# PROBLEM TO WORK ON:
Exactly those lines that run from the one containing "Target: woman in pink hijab" through the last line of the entries below should be printed, and no others.

*** RECORDS PROVIDED ***

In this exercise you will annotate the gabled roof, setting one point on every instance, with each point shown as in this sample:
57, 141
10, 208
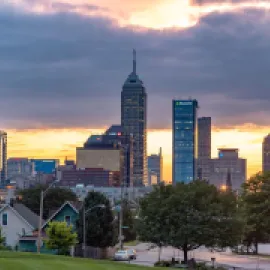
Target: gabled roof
24, 213
71, 204
27, 214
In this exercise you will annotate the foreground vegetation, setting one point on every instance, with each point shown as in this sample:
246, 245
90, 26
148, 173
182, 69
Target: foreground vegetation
29, 261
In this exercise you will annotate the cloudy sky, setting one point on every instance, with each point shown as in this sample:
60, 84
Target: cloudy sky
63, 63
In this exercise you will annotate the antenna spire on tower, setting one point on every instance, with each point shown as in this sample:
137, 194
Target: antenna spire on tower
134, 61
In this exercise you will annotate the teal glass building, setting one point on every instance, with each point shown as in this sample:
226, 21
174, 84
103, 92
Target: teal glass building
185, 141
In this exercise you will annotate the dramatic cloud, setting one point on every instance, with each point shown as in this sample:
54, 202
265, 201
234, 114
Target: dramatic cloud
64, 69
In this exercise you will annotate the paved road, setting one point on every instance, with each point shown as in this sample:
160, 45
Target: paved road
148, 258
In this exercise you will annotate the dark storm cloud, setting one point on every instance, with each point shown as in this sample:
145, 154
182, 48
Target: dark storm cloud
67, 70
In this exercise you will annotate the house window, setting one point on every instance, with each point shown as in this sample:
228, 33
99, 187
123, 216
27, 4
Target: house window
68, 219
4, 219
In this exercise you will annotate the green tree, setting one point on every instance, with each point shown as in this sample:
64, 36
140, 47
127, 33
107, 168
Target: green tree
52, 201
199, 214
60, 237
100, 226
129, 230
152, 222
256, 209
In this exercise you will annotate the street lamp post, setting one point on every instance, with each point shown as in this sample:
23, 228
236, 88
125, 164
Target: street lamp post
84, 224
42, 195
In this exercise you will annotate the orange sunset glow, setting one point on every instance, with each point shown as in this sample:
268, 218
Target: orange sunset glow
62, 143
207, 64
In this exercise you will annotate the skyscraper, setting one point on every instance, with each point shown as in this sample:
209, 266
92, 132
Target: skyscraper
185, 141
133, 119
155, 167
204, 148
3, 156
266, 153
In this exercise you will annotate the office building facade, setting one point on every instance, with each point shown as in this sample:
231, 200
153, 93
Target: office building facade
134, 121
228, 171
102, 154
266, 154
3, 156
204, 148
19, 166
185, 141
45, 166
155, 168
117, 134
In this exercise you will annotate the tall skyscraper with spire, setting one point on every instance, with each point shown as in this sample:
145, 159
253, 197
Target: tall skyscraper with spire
133, 119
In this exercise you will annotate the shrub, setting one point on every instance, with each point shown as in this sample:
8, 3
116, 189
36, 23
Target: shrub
163, 264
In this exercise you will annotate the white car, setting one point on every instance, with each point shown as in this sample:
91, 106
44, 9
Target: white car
125, 255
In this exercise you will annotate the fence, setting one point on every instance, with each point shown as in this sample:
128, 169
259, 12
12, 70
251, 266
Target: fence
94, 252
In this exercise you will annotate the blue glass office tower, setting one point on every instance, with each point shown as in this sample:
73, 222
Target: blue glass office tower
185, 142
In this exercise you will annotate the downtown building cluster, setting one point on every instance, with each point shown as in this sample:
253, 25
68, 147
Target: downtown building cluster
119, 158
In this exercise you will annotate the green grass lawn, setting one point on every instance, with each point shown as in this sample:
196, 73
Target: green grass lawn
29, 261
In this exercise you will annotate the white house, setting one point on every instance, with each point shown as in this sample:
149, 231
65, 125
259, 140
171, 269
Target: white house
17, 221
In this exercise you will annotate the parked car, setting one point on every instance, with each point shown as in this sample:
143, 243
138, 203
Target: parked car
133, 254
125, 255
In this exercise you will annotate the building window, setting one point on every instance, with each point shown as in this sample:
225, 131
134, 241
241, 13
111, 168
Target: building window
4, 219
68, 219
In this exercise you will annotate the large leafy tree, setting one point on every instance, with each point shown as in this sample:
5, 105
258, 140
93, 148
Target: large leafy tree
202, 215
256, 209
100, 225
60, 237
153, 223
54, 198
188, 216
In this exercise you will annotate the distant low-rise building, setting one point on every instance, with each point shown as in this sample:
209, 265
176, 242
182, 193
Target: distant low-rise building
91, 176
45, 166
228, 170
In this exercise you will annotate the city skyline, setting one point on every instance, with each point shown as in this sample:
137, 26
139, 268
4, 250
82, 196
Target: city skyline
52, 92
62, 142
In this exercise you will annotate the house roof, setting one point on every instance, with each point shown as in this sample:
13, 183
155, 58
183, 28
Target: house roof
27, 214
74, 205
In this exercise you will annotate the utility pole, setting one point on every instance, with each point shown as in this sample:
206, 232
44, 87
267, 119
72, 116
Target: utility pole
40, 221
84, 231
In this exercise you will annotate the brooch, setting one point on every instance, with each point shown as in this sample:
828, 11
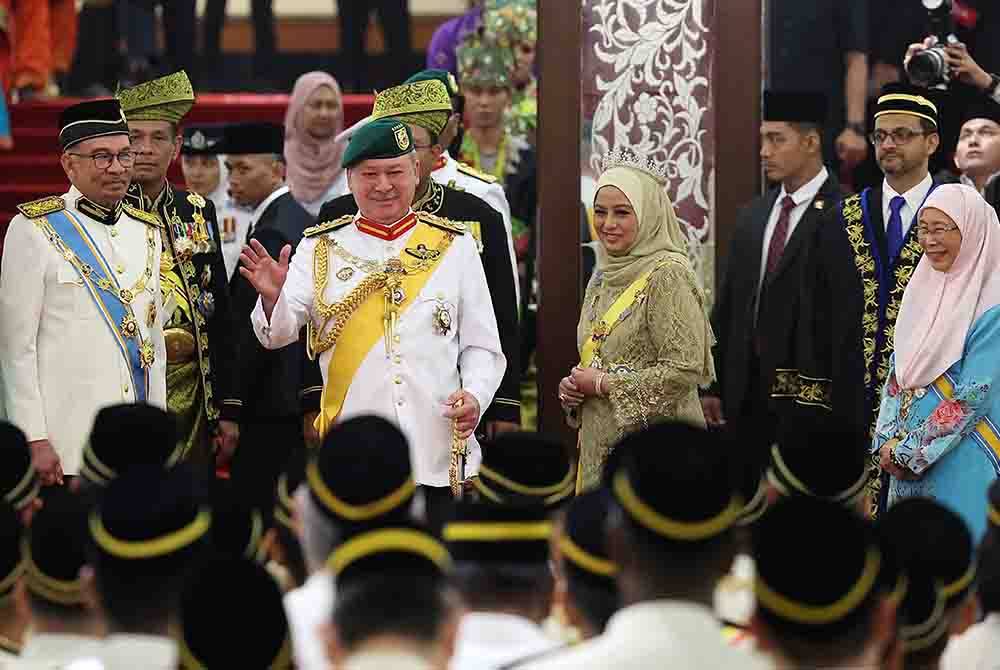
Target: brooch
442, 319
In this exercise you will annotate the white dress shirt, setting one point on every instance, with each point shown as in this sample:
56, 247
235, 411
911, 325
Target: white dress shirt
47, 651
61, 363
492, 193
307, 608
802, 197
914, 198
976, 649
487, 640
410, 387
653, 636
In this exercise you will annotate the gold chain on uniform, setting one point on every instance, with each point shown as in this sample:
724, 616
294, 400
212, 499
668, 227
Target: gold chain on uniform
380, 277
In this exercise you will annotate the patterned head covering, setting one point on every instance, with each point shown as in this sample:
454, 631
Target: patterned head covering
484, 63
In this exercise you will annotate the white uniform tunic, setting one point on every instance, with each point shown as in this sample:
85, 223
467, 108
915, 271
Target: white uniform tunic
61, 362
410, 387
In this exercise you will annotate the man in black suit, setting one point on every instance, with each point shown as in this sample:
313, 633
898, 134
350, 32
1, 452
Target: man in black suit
425, 106
268, 380
754, 315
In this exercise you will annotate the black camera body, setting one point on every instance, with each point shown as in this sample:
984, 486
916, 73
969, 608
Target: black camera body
928, 68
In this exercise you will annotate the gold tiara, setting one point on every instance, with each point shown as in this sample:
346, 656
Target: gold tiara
622, 157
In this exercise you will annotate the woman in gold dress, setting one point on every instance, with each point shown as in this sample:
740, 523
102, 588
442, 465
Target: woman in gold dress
644, 336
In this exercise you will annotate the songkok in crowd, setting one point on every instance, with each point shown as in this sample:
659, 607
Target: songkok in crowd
19, 483
821, 576
491, 535
201, 140
112, 448
928, 538
661, 499
508, 477
252, 138
54, 550
424, 103
901, 99
352, 490
510, 22
168, 98
484, 64
385, 138
795, 107
149, 523
233, 617
398, 550
586, 564
87, 120
840, 476
238, 526
11, 564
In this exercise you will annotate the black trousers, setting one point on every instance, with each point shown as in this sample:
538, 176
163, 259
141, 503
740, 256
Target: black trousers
265, 42
394, 16
267, 446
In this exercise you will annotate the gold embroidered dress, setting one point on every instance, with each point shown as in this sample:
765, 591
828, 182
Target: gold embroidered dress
657, 350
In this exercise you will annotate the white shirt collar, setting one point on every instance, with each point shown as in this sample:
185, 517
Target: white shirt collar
914, 197
807, 191
259, 210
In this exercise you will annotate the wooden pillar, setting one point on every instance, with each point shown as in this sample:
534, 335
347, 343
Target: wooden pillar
737, 108
560, 43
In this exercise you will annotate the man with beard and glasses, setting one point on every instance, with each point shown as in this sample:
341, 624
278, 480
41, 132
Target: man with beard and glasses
193, 276
80, 295
859, 262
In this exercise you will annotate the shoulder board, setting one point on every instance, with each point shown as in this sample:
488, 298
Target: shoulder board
146, 217
327, 226
42, 206
473, 172
456, 227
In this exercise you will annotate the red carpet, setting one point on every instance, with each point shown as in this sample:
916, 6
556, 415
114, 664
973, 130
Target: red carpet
32, 170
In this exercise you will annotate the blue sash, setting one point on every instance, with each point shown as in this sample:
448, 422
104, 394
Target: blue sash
76, 238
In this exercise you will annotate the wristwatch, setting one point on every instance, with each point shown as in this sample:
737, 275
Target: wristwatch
857, 127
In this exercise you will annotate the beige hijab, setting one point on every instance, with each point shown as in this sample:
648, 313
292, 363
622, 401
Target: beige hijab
659, 235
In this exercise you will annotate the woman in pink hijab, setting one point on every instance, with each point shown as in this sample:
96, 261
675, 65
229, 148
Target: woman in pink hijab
937, 430
314, 118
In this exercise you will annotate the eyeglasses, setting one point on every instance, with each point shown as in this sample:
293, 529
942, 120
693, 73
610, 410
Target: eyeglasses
937, 232
103, 160
898, 135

*** End of RECORDS PROVIDED ***

# RESULT:
Target: woman in pink hijab
937, 430
314, 118
In this exercise you will annotate the eyeglasses, setting one point on every instance, with each point shown as in this sample:
293, 529
942, 120
693, 73
610, 410
Target: eyeglasses
937, 232
103, 160
898, 135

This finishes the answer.